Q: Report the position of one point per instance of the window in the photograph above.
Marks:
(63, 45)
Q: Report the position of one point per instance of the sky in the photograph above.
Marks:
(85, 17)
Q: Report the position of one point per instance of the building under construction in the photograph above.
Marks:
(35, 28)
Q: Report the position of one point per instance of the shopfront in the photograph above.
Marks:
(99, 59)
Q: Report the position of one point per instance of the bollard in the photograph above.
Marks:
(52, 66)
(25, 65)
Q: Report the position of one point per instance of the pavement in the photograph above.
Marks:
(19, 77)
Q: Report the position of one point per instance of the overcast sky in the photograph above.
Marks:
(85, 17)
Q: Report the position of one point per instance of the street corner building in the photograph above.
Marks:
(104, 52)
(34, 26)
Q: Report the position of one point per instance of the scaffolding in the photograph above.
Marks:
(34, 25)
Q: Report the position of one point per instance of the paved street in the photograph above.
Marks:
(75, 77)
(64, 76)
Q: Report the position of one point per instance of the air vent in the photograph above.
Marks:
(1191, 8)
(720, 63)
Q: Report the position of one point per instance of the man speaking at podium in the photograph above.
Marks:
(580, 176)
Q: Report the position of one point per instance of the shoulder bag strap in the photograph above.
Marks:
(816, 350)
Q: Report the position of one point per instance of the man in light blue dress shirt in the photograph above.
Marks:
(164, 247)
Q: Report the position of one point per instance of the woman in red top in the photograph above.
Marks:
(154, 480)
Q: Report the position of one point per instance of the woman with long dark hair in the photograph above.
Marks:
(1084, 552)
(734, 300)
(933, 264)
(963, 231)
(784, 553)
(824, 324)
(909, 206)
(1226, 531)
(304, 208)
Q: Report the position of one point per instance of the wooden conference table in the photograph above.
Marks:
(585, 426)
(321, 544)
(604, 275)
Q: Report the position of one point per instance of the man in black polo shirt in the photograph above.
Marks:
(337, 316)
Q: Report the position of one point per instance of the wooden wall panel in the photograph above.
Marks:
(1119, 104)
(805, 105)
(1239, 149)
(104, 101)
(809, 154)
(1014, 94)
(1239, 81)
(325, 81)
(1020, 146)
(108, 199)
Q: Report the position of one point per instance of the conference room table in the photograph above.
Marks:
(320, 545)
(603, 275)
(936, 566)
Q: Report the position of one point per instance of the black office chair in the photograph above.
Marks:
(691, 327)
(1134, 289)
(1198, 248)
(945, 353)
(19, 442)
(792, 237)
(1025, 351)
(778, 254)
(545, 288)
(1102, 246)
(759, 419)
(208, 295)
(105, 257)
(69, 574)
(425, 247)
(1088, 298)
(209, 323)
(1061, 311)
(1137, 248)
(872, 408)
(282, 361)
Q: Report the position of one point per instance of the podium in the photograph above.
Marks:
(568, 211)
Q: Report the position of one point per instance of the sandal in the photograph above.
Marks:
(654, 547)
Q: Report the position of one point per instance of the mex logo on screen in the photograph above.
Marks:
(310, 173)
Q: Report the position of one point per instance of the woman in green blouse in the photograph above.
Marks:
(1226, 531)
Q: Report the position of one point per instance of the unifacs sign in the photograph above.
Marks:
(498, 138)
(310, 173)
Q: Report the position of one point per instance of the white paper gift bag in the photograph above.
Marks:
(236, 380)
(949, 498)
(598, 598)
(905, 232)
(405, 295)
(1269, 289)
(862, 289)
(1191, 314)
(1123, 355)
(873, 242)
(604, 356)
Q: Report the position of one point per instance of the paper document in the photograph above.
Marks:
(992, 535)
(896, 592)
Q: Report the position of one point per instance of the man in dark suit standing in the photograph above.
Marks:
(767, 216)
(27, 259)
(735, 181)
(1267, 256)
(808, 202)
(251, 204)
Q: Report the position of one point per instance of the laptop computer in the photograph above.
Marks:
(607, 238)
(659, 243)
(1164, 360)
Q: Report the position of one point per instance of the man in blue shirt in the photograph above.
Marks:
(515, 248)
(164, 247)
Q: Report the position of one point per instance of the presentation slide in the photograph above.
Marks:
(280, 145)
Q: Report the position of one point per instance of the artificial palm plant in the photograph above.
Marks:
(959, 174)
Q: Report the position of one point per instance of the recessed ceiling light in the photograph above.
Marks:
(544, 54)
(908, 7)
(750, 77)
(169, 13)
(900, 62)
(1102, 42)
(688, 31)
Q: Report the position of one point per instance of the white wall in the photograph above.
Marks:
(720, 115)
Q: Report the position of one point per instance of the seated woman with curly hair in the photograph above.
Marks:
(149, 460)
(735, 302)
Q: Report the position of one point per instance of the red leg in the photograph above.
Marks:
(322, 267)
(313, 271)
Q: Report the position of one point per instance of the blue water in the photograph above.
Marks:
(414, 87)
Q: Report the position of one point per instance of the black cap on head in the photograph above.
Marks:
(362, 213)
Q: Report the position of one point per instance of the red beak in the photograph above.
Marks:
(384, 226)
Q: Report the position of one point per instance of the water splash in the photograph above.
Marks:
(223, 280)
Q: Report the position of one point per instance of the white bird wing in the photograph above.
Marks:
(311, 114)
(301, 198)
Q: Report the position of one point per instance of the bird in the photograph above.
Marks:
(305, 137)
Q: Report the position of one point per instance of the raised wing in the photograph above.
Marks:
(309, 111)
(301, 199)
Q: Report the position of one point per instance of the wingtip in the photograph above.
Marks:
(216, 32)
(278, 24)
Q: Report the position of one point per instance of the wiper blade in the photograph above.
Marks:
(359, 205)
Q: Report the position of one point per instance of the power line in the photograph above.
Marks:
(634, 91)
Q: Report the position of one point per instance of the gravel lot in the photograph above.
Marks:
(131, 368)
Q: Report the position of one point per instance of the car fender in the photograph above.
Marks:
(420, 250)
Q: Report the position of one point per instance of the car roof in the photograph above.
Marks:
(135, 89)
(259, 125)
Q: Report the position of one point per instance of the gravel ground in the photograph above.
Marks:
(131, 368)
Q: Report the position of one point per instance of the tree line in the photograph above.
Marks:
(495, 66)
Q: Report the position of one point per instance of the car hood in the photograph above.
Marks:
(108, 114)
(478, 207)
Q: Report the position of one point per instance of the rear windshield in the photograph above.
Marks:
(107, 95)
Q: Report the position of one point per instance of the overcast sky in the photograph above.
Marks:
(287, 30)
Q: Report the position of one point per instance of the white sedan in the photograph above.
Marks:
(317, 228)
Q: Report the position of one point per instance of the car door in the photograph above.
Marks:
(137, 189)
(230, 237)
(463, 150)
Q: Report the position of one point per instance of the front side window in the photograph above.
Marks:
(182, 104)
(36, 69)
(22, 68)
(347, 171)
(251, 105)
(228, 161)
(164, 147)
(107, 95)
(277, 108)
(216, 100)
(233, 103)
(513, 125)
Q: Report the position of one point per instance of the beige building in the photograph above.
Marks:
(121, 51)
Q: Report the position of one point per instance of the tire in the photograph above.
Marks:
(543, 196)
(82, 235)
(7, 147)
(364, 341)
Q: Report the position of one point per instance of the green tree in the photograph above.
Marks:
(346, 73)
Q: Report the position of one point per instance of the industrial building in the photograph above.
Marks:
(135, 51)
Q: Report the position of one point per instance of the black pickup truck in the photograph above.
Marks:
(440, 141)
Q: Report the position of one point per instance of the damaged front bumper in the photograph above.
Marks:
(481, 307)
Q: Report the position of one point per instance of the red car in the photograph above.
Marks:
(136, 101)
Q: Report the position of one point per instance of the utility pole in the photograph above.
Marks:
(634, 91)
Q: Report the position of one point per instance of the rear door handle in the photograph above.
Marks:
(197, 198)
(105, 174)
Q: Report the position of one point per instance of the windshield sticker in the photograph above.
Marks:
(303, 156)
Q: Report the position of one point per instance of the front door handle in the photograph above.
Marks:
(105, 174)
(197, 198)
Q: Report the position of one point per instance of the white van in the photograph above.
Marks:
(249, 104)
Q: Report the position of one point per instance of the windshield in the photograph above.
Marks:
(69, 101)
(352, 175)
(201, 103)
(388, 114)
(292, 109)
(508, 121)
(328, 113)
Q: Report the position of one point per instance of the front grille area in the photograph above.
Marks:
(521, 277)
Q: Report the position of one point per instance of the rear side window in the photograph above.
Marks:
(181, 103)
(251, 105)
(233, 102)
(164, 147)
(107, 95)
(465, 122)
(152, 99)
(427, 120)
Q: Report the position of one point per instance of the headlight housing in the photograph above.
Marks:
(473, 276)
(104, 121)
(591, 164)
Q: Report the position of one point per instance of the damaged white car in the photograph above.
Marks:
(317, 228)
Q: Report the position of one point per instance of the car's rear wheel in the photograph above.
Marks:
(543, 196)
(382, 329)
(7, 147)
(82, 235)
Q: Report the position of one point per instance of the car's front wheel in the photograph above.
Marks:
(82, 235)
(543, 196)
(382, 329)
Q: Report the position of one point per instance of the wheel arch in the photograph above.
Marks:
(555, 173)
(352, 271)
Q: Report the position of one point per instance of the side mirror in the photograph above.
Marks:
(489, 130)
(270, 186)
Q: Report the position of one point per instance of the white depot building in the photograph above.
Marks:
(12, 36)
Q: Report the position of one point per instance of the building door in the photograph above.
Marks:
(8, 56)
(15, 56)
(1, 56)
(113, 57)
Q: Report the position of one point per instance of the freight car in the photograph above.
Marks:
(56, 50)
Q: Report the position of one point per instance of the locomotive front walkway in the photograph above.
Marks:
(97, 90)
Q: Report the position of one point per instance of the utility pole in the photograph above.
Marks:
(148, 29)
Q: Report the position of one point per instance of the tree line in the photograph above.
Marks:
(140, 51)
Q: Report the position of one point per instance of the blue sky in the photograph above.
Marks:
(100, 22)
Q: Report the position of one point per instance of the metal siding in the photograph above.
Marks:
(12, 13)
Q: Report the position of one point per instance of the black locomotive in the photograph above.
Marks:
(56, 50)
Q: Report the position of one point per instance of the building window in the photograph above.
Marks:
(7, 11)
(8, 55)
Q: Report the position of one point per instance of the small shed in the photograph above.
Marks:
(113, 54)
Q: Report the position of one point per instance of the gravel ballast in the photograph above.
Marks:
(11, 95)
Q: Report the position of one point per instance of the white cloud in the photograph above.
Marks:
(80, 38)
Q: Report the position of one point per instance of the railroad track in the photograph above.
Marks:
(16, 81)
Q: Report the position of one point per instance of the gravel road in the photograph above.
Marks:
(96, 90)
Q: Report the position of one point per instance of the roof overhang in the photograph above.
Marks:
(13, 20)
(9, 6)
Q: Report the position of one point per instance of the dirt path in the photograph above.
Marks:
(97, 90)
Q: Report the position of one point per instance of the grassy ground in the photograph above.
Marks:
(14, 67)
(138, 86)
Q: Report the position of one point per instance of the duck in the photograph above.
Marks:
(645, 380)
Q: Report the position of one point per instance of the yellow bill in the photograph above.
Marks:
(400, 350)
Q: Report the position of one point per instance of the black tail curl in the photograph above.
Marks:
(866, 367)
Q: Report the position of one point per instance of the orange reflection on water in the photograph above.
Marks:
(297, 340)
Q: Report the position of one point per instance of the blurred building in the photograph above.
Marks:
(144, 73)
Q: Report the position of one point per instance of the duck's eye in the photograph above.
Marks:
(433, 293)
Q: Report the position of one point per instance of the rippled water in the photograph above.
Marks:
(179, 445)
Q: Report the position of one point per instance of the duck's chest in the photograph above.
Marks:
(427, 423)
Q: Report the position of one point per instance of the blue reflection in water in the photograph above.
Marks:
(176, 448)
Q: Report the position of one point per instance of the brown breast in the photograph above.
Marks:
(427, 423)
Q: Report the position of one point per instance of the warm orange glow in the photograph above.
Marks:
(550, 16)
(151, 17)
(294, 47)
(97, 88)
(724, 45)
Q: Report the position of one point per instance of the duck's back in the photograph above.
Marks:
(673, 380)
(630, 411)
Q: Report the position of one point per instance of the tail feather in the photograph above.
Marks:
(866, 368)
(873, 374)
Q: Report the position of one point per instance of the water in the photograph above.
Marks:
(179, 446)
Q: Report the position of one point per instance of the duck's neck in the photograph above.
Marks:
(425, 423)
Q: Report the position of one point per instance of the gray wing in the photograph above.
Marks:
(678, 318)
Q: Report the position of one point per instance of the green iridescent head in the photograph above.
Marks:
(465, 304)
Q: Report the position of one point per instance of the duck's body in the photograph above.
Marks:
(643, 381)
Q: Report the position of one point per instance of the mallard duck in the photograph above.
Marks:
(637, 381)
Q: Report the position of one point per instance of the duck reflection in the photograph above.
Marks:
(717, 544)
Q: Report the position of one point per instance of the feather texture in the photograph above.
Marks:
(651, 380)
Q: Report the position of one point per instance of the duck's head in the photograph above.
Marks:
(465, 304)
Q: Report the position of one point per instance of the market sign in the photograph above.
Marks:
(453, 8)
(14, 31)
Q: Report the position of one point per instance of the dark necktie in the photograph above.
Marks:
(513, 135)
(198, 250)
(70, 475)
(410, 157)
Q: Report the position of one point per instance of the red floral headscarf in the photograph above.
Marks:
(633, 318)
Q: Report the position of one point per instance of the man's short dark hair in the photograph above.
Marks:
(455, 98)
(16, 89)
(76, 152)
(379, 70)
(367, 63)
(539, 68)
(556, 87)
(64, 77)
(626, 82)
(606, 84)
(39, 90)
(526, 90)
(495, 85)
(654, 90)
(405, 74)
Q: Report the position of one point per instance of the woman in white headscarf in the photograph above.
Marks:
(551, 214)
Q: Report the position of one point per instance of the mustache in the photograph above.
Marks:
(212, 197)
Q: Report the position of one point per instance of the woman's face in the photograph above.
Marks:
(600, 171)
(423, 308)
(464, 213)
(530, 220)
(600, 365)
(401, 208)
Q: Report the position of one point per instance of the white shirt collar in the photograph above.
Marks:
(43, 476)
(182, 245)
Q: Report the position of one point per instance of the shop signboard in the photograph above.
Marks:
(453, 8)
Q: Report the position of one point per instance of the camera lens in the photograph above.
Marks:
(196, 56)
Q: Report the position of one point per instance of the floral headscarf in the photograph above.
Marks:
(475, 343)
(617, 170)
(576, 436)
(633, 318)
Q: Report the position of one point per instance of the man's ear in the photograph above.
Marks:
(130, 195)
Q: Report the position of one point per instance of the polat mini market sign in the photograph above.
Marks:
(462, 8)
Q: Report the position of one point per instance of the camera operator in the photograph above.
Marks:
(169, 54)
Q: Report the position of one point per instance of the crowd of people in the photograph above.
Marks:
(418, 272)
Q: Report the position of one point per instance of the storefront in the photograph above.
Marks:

* * *

## Stated task
Lines from the one containing "the market sign in the photograph above." through the final line are to be given again verbatim, with nothing before or after.

## Correct answer
Q: Report the position of one point per instance of the market sign in the photograph above.
Marks:
(453, 8)
(14, 31)
Q: Report the position of one point per instance of the dark necktie in the photograph above.
Marks:
(513, 135)
(198, 250)
(70, 475)
(410, 157)
Q: Report the position of one point per instance of the red floral headscarf in the photograph above.
Marks:
(633, 318)
Q: Report the position of one point per instance of the man's short dark hair in the photograph above.
Marks:
(455, 98)
(16, 89)
(76, 152)
(379, 70)
(367, 63)
(539, 68)
(556, 87)
(64, 77)
(626, 82)
(606, 84)
(39, 90)
(526, 90)
(495, 85)
(654, 90)
(405, 74)
Q: Report the position of one point per instance of the woman in white headscarf in the photograph above.
Marks:
(551, 214)
Q: Report the position of one point per instance of the mustache in the photograph above.
Marks:
(212, 197)
Q: Report the position of one point per instance of the woman's face in the photograph above.
Marks:
(600, 171)
(423, 308)
(464, 213)
(530, 220)
(600, 365)
(401, 208)
Q: Report the position of one point per instance of the white shirt collar in the photograph above.
Marks:
(43, 476)
(182, 245)
Q: Report the position of one point per instance of the shop signboard in the photograph above.
Marks:
(453, 8)
Q: Report the position of one point per instance of the camera lens in the photograph above.
Marks:
(196, 56)
Q: Report the position of one point per instance of the floral headscarf in the photograph above.
Marks:
(475, 343)
(617, 170)
(576, 436)
(633, 318)
Q: Report the position of one point per instance of the man's ear in the photograph above.
Marks:
(130, 195)
Q: Report the position of one point per instance of the polat mini market sign in the photograph above.
Marks:
(462, 8)
Q: Report the position of one point per instance of the camera operator in the photograph above.
Marks:
(169, 54)
Q: Report the position of one point per instance of the crowd of people in the photograph above.
Marks:
(418, 272)
Q: Report the position of one point per instance of the storefront in the photograph above.
Marks:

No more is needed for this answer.